PROBLEMS TO SOLVE:
A: Answer these from the passage on angels:
(i) What does the Greek word angelos mean?
(ii) Which two angels are clearly given names in Scripture?
(iii) What does the "im" at the end of cherubim and seraphim signify in Hebrew?
B: Count the lines of the records that contain the string "white", treating uppercase and lowercase as different. Reply with the number alone.

PROVIDED PASSAGE:
⁂
This mixture of Internet fact and fiction applies to the subject of angels. Some people claim they’ve met one, but give no definite proof. There are even reputed photographs of angels, either far away, or blurred so they could be anything, like those supposed pictures of Bigfoot, or the Loch Ness monster. Some are given names, and specific roles, based upon nothing but tradition or somebody’s imagination. It’s wise to be skeptical.

But in the Bible, the Word of God, Christians have a reliable source from which to learn about angels. As the Lord Jesus said, in prayer to His heavenly Father, “Your word is truth” (Jn. 17:17). “All Scripture is given by inspiration of God, and is profitable for doctrine [or teaching]” (II Tim. 3:16). And there, angels are spoken of hundreds of times.

They are supernatural spirit beings, created by God (Neh. 9:6; Col. 1:16). Angel (angelos in Greek) means messenger, or envoy, one sent on a particular mission. They are called “ministering spirits,” engaged in the service of the Lord (Heb. 1:14). There is an “innumerable company of angels” in heaven (Heb. 12:22).

Though angels, as spirits, are invisible to us, they have the power to take on a visible form, when they need to be seen (Matt. 28:2-6). Sometimes they have appeared as men (Heb. 13:2) but, contrary to what some think, people who die do not become angels. The latter are an entirely separate class of beings.

And though angels have great power, they are not God, and should not be worshiped (Rev. 19:10). Nor are we to pray to angels. The Lord Jesus is the one and only Mediator between us and God (I Tim. 2:5), and we’re to pray on His authority, to our heavenly Father, by the agency of the Holy Spirit (Eph. 2:18).

Only two angels are clearly given names in Scripture: Gabriel, who serves as a special messenger of God (Lk. 1:26, 30-31), and Michael, the Bible’s only archangel (or chief angel), who oversees and protects the nation of Israel (Dan. 12:1; Jude 1:9). Two classes of angels are identified: cherubim (Gen. 3:24), and seraphim (Isa. 6:1-3)–with the “im” at the end of each word signifying plurality in Hebrew. “Principalities and powers” (Eph. 3:10) may be other categories of them.
⁂
Entries from an annotation dataset:

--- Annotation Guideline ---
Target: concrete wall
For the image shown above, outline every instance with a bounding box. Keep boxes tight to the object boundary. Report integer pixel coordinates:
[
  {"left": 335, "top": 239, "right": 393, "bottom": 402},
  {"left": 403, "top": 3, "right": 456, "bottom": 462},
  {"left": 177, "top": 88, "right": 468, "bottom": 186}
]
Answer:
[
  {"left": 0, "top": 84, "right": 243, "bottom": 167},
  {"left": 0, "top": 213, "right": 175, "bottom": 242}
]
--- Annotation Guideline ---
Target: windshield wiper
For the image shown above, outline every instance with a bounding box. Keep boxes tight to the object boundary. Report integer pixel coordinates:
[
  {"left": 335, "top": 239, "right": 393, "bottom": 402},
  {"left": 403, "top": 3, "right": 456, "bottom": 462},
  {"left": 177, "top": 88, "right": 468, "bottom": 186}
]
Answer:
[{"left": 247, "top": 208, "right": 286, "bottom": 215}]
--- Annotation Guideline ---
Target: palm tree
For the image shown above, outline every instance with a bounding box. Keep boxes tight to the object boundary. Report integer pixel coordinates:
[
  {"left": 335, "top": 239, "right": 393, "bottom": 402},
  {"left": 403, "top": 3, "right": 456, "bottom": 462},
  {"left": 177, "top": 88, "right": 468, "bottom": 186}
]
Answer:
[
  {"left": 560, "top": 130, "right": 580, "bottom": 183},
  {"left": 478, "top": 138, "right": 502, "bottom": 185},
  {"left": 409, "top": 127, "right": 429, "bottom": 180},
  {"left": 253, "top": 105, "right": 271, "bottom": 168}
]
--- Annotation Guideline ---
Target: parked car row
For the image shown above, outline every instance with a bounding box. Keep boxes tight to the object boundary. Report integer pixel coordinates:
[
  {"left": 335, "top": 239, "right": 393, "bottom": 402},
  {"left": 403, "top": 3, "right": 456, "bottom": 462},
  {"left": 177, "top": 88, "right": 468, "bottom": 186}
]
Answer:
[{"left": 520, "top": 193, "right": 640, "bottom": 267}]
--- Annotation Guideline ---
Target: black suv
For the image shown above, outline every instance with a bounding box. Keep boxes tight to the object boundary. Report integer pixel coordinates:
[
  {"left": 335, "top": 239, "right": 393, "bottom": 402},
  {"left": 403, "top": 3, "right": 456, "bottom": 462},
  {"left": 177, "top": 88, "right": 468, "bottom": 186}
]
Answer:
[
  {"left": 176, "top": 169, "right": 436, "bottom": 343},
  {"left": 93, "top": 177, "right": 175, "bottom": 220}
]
⁂
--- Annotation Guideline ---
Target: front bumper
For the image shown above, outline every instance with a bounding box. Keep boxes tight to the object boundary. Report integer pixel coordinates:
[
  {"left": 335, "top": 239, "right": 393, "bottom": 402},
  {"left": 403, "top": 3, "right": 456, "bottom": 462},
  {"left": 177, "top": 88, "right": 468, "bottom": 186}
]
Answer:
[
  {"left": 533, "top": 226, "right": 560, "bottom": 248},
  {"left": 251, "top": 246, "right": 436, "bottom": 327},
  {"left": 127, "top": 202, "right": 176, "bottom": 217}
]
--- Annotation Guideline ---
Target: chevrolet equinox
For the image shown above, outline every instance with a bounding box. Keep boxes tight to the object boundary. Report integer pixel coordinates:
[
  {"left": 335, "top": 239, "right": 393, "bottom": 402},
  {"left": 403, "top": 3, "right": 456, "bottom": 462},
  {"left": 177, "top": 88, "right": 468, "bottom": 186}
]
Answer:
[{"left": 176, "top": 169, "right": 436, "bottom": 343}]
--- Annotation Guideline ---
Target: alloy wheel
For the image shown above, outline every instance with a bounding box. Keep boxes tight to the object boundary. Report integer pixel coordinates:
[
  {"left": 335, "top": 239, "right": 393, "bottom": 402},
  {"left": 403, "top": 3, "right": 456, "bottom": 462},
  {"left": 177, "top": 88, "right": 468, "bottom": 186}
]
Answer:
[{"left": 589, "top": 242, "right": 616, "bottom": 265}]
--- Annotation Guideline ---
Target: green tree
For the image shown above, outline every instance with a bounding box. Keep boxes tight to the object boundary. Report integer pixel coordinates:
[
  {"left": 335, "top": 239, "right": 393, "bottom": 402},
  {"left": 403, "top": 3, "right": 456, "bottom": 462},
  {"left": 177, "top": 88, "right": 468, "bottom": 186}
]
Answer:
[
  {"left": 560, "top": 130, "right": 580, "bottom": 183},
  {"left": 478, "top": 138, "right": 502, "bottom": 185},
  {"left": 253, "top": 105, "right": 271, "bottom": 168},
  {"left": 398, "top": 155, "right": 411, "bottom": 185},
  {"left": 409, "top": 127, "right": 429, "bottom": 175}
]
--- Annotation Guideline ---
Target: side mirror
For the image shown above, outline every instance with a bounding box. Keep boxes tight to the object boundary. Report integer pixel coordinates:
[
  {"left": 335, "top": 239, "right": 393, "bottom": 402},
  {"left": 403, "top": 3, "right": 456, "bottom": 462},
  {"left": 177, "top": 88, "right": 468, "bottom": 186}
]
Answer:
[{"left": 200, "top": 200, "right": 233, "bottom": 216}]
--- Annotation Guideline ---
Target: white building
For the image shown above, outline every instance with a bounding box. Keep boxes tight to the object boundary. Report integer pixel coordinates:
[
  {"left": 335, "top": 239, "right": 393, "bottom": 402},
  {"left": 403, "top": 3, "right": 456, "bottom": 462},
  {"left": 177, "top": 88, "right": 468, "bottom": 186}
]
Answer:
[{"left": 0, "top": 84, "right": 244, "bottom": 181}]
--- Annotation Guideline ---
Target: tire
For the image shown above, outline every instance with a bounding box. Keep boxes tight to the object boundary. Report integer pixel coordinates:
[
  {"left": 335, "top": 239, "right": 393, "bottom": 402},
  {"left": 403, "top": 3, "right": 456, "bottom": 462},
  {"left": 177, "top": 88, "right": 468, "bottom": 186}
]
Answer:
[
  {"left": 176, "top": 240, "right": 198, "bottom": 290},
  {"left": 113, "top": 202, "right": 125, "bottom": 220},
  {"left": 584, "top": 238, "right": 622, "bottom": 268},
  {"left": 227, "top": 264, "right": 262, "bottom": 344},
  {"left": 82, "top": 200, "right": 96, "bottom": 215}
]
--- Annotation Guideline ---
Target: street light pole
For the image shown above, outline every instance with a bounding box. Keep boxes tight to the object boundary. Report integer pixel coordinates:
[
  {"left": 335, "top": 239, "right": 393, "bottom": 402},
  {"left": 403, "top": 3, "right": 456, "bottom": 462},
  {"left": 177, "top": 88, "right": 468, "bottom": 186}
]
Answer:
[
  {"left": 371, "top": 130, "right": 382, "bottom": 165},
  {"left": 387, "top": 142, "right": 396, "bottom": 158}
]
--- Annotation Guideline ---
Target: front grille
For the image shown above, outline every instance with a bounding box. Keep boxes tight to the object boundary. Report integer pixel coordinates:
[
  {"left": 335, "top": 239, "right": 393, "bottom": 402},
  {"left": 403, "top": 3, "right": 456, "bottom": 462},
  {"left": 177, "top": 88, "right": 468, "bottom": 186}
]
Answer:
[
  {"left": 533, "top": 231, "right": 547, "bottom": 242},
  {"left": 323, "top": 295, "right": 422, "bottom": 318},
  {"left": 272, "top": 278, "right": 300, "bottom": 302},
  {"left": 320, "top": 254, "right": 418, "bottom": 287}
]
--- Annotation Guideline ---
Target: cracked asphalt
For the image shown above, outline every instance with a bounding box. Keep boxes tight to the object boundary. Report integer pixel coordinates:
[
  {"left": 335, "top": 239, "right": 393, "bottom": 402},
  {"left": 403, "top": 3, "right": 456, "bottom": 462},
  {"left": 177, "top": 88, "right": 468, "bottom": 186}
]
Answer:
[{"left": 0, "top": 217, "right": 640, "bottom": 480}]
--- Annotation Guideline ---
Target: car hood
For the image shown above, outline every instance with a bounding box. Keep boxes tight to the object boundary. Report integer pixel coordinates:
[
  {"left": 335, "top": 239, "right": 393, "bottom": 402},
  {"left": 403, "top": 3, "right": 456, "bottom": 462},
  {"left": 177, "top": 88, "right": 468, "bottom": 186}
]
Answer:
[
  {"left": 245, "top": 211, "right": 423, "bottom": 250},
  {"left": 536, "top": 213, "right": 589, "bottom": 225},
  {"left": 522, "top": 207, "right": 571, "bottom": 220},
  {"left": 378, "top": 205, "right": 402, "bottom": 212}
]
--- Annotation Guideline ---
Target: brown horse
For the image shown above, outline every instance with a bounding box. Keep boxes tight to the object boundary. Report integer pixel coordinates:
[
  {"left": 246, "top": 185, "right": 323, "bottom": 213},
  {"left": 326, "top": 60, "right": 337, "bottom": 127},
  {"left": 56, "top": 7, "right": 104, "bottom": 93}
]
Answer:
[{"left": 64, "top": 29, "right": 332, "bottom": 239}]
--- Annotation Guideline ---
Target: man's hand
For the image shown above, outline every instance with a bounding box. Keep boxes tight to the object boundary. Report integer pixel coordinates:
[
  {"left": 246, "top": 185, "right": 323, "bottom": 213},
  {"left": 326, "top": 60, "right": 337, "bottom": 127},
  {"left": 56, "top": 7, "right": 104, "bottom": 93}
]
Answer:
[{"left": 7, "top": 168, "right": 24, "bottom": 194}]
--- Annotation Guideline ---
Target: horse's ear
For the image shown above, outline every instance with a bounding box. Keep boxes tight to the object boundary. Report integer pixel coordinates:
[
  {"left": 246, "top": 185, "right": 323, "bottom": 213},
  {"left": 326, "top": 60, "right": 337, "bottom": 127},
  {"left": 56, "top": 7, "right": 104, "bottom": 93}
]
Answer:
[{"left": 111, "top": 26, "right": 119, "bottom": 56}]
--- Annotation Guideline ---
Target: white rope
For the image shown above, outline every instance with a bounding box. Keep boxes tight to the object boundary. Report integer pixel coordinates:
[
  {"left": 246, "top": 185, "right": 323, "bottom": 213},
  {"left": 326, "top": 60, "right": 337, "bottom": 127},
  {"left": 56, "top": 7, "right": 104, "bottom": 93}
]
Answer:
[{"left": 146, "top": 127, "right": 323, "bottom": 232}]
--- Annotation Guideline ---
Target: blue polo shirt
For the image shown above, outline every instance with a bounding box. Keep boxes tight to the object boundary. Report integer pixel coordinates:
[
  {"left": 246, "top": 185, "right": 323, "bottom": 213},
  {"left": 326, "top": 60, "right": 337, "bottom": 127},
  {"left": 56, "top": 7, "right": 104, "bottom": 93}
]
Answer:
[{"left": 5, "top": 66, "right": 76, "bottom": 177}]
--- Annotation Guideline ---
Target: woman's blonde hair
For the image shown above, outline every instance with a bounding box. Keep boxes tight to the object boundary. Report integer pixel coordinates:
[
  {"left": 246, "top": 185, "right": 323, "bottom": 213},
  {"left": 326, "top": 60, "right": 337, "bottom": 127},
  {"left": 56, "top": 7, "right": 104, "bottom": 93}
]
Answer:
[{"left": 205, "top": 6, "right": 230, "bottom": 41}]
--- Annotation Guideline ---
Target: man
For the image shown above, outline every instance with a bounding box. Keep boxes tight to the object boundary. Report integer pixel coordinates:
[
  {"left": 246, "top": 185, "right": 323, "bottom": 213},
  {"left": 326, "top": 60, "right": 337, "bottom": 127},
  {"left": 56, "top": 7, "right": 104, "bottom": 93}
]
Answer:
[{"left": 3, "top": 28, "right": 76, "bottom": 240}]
⁂
LIST OF SOLUTIONS:
A:
(i) Messenger, or envoy, one sent on a particular mission.
(ii) Gabriel and Michael.
(iii) Plurality.

B: 2